> _Consigne_: Repérez dans les enregistrements ci-dessous chaque ligne où figure le mot « fountain », puis recopiez-la.

> _Données fournies_:
►
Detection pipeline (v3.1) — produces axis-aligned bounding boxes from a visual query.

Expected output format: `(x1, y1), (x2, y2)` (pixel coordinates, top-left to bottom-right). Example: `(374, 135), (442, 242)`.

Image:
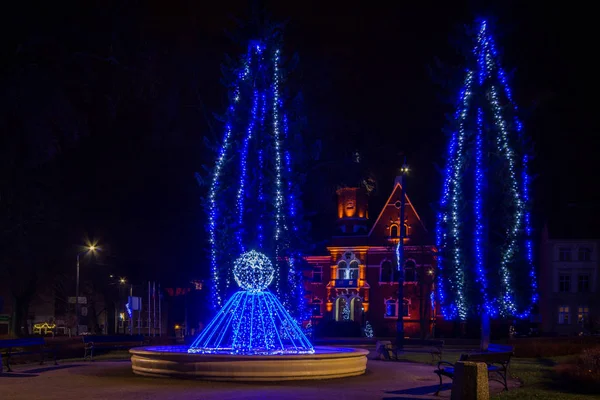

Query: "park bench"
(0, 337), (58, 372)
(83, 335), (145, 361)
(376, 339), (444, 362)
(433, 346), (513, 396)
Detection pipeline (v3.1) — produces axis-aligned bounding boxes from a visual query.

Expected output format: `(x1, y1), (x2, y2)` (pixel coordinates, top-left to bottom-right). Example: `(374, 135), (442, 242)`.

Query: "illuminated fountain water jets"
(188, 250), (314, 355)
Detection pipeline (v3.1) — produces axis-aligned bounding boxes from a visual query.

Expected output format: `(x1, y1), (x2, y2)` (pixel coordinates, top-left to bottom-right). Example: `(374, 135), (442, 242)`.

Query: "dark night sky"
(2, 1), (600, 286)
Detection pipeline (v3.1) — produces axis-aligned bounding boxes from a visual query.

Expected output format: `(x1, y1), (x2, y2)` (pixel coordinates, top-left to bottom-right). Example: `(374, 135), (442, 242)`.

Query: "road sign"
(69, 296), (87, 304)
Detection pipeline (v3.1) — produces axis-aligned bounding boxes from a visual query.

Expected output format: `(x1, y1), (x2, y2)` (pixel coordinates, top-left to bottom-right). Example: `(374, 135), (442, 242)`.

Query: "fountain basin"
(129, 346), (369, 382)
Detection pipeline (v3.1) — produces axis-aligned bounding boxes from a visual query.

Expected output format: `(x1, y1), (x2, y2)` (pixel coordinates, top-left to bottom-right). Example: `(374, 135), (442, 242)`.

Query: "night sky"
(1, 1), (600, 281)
◄
►
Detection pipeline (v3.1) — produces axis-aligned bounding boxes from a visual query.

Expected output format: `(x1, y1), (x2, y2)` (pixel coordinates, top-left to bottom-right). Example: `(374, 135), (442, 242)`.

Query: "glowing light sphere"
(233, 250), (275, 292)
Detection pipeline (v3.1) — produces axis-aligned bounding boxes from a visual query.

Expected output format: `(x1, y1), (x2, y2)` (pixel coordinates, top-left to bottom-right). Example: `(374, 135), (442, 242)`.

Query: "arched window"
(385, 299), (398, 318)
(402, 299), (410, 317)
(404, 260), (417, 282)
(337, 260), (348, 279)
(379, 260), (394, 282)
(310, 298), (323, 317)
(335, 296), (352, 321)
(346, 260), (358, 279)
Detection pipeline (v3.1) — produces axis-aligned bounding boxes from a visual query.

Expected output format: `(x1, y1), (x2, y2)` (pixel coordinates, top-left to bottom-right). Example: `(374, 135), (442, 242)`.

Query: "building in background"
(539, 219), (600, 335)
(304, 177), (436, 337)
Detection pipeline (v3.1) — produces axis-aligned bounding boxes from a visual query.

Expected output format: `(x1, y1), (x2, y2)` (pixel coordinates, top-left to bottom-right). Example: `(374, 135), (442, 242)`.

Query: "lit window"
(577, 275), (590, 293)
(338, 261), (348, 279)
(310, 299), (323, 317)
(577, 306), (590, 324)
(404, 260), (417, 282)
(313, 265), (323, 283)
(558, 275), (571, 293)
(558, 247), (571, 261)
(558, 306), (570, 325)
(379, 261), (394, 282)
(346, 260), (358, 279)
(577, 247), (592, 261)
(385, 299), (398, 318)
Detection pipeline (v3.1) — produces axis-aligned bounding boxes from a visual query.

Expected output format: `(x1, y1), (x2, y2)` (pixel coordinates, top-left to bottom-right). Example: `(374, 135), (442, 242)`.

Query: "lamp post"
◄
►
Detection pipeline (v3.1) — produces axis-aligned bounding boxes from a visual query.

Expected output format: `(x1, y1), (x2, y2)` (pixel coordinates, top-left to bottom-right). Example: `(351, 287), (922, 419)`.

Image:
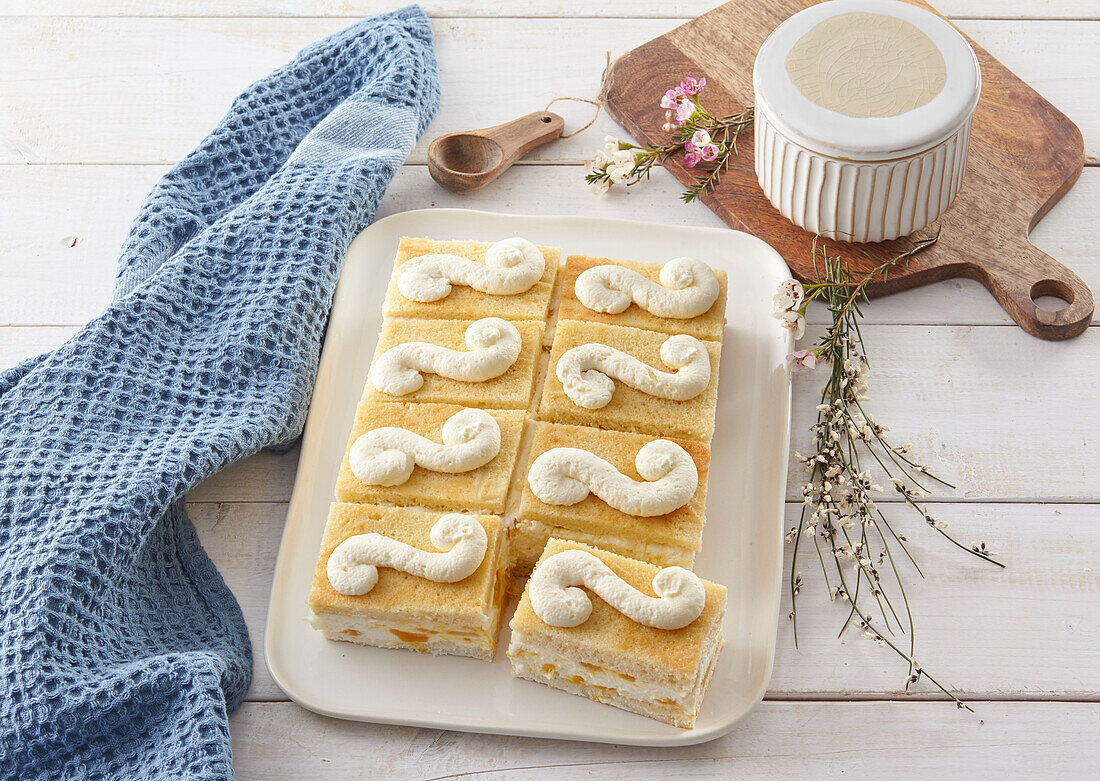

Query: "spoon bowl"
◄
> _Réponse attendue_:
Query: "illuminated fountain water jets"
Query: "fountain basin"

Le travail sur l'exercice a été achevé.